» **Records for this task**
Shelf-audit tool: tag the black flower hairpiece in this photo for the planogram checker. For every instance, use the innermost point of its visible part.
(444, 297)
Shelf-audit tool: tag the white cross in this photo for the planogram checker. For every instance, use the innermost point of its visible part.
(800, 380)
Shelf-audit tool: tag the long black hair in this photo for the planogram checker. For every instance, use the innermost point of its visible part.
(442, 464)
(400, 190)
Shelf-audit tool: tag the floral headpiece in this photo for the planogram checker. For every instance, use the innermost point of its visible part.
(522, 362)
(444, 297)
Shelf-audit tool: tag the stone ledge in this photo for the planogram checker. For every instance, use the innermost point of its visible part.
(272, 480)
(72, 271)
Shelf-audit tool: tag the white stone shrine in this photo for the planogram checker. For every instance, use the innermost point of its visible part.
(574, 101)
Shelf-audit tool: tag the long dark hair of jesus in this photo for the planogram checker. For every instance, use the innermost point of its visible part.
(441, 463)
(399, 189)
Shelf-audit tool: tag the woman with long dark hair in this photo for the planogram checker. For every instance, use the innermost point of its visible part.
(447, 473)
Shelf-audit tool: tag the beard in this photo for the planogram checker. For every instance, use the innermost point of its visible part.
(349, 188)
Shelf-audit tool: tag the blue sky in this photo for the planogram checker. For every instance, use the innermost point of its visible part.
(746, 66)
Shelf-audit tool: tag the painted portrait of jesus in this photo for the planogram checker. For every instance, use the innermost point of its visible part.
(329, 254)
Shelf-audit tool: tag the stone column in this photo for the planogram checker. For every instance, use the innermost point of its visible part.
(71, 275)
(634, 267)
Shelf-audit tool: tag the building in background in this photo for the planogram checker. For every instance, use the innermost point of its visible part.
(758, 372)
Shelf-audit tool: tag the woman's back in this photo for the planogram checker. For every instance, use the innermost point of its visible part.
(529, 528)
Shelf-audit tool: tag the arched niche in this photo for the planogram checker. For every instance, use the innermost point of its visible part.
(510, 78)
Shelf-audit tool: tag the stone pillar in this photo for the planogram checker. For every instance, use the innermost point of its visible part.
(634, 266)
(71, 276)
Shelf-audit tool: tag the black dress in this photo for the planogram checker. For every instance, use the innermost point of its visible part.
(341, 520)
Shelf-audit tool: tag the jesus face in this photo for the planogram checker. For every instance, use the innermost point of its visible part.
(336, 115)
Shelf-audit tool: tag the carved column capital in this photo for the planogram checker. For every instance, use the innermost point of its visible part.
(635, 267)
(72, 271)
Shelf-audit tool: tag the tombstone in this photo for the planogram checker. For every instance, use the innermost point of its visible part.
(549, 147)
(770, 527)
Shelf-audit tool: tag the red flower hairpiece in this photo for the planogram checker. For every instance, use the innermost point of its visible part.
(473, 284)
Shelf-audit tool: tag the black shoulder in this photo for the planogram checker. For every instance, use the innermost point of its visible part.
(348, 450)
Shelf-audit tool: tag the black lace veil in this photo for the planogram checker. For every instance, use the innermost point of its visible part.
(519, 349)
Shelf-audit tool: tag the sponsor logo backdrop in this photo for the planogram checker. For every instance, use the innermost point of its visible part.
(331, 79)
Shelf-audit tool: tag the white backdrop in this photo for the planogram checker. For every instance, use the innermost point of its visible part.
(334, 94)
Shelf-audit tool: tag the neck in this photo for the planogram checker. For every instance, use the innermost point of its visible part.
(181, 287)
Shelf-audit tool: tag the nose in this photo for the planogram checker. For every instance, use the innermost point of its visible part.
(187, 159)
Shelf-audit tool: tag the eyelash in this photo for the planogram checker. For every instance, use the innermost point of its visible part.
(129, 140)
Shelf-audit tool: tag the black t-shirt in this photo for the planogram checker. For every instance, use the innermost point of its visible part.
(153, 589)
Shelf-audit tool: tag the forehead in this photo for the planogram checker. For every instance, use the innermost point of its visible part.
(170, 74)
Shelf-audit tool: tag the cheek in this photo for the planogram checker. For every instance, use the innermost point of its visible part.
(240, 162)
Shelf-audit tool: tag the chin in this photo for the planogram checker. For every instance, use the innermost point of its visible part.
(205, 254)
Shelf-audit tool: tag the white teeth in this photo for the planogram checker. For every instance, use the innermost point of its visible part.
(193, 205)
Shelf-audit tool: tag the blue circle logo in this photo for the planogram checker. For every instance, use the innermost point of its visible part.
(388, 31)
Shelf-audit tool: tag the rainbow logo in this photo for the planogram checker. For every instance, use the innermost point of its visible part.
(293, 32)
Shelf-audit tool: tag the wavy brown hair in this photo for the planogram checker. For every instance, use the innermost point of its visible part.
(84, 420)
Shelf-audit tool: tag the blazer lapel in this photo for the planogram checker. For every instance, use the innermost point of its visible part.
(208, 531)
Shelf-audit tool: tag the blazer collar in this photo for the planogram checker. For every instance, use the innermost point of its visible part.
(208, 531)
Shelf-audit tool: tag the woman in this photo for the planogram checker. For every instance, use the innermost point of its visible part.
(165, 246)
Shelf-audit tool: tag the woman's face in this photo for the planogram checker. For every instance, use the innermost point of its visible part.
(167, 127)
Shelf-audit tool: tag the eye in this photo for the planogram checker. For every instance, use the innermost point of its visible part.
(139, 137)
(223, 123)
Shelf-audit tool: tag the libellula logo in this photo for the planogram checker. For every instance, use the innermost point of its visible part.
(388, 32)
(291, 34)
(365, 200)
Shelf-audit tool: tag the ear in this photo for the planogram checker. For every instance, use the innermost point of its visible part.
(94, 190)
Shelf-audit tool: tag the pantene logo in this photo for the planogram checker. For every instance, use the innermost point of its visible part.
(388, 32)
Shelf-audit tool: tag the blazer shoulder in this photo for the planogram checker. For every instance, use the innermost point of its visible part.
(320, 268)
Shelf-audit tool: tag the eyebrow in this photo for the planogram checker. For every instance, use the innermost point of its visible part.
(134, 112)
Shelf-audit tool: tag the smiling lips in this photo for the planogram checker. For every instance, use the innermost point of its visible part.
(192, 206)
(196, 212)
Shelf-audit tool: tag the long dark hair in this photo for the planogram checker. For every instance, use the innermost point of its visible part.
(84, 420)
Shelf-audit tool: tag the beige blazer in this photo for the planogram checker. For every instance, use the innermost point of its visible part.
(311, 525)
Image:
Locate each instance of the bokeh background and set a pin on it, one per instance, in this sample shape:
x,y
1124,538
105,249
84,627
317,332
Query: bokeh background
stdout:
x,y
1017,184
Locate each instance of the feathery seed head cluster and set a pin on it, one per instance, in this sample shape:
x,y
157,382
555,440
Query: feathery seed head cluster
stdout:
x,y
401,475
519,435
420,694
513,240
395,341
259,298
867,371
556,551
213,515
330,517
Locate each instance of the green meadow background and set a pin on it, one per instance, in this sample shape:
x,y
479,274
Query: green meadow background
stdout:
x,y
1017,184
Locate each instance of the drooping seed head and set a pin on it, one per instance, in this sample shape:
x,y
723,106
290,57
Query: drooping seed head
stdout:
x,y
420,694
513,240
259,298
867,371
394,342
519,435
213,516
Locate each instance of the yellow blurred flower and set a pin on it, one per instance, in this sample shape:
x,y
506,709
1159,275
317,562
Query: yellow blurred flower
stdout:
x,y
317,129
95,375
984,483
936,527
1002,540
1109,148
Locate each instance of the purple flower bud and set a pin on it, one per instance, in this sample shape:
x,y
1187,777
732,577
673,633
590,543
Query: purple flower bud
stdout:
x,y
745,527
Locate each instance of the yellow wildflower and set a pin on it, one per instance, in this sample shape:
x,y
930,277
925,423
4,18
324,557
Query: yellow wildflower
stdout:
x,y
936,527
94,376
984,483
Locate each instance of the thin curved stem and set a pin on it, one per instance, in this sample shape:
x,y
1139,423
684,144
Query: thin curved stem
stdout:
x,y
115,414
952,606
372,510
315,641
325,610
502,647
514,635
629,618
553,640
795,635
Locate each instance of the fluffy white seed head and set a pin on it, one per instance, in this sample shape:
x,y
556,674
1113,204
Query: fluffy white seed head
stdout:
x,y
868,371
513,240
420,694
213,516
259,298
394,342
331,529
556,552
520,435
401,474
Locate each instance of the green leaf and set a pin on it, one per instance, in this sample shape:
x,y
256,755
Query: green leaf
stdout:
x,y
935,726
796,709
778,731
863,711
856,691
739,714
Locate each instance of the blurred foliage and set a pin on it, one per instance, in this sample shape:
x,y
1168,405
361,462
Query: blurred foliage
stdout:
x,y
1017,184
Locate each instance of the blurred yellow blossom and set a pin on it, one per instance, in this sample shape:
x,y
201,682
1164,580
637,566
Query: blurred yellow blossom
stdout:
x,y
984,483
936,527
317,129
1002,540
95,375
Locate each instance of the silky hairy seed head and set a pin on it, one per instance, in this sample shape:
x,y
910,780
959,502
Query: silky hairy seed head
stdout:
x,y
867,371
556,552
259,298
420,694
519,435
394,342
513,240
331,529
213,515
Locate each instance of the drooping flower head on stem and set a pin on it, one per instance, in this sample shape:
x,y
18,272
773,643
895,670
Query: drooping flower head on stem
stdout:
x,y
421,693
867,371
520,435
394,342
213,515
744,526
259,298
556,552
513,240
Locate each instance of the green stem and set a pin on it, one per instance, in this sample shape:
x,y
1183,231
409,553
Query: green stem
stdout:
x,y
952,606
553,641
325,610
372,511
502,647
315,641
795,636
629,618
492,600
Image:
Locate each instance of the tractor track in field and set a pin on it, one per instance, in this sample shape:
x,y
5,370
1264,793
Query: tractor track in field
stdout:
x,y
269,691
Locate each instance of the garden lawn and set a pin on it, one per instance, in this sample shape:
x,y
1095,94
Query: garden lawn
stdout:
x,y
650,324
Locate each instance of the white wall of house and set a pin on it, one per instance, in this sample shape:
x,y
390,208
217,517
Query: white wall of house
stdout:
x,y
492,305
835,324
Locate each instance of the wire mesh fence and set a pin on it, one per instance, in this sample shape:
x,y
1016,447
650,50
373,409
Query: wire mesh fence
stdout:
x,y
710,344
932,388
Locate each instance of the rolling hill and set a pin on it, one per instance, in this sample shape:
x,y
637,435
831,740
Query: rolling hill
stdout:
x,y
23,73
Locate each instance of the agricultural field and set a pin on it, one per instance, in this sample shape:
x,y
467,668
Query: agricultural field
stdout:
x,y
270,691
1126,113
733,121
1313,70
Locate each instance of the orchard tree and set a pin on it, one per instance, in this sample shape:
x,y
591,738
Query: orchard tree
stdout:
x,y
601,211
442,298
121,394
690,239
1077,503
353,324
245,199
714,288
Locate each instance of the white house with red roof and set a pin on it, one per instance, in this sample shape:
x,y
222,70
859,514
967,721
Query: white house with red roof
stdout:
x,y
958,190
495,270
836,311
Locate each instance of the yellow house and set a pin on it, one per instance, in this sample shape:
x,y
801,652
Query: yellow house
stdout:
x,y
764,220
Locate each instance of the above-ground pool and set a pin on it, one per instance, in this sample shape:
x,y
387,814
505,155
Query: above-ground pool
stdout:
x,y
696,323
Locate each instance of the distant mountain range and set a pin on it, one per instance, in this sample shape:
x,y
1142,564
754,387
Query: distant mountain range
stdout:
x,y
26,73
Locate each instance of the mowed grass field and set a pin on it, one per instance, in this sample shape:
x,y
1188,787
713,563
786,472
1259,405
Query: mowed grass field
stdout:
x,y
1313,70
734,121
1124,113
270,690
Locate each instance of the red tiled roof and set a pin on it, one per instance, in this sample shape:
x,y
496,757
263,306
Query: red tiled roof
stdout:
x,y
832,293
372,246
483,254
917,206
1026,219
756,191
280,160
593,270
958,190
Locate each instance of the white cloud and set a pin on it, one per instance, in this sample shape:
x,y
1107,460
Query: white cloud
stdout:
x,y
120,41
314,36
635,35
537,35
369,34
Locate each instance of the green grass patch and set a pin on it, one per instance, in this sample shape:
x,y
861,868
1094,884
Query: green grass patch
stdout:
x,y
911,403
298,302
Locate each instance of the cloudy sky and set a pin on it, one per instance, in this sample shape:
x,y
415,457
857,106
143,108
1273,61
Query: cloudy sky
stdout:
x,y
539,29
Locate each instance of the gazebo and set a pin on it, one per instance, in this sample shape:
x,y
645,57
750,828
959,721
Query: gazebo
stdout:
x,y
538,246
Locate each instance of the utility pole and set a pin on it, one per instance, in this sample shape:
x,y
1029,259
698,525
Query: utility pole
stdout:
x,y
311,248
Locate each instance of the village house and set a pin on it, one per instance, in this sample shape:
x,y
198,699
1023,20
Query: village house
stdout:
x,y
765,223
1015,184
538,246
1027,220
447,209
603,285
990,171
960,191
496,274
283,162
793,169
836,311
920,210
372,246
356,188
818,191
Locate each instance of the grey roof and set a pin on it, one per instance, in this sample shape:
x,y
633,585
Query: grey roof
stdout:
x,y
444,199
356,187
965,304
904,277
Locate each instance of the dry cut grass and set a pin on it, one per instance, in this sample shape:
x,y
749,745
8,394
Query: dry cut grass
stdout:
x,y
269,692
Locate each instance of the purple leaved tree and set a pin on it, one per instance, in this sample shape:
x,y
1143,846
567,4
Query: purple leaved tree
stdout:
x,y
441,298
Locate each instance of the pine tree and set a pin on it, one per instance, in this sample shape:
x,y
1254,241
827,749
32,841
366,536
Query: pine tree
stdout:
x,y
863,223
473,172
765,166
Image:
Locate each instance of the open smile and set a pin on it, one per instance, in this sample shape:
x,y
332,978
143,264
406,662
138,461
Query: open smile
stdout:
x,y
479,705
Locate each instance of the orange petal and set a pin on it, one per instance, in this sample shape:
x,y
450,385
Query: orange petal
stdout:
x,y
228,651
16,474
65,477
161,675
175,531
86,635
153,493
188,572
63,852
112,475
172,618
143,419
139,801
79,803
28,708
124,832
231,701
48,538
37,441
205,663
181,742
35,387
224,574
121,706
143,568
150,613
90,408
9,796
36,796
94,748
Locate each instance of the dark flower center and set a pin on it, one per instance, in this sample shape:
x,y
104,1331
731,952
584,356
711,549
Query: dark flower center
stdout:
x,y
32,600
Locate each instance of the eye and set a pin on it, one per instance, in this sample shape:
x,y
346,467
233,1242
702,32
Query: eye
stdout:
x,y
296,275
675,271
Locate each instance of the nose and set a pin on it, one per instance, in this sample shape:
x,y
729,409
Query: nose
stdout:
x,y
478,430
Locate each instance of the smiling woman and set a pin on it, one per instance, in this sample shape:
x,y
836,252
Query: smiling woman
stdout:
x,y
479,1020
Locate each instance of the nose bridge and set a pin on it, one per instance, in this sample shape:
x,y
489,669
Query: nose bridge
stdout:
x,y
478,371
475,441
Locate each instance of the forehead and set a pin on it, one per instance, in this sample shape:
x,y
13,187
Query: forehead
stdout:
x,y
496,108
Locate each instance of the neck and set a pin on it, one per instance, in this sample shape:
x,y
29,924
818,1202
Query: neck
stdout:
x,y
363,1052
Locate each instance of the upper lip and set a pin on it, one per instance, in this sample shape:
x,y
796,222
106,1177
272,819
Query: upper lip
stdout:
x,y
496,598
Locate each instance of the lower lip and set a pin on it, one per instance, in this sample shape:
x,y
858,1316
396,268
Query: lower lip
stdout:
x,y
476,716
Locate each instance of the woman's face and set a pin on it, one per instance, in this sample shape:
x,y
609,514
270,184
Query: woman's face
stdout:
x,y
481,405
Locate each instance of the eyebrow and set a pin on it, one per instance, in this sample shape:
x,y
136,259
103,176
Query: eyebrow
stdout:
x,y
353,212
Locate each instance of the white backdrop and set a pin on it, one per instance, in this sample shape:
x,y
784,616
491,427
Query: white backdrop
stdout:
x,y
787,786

» **Request**
All lines from the one with "Locate each instance of the neck" through the final line above are to be quoted exactly; quote no other line.

» **Output of the exercise**
Locate each instance of the neck and set a pin on it, one per instance, in this sample shape:
x,y
29,924
818,1202
Query: neck
stdout:
x,y
363,1052
Locate each instance of the upper lip and set a pin on it, one per instance, in this sample shape:
x,y
796,222
106,1177
272,819
Query: upper lip
stdout:
x,y
496,598
Locate each instance of the lower lip and set a pin on it, one per instance, in this sample shape:
x,y
858,1316
396,268
Query: lower lip
stdout:
x,y
476,716
Locate each instance of the woman's face and set a pin on it, one per instance, in this sample shape:
x,y
609,514
270,184
Query: woman's face
stdout:
x,y
481,405
Locate each instance of the eyebrow and set a pin on it, one per instance, in this sample shape:
x,y
136,259
103,176
Query: eyebrow
stdout:
x,y
353,212
Locate each instance of the white backdrop and set a pin on it, one per instance, in this sample shape:
x,y
784,616
491,427
Query: white backdrop
stdout:
x,y
787,786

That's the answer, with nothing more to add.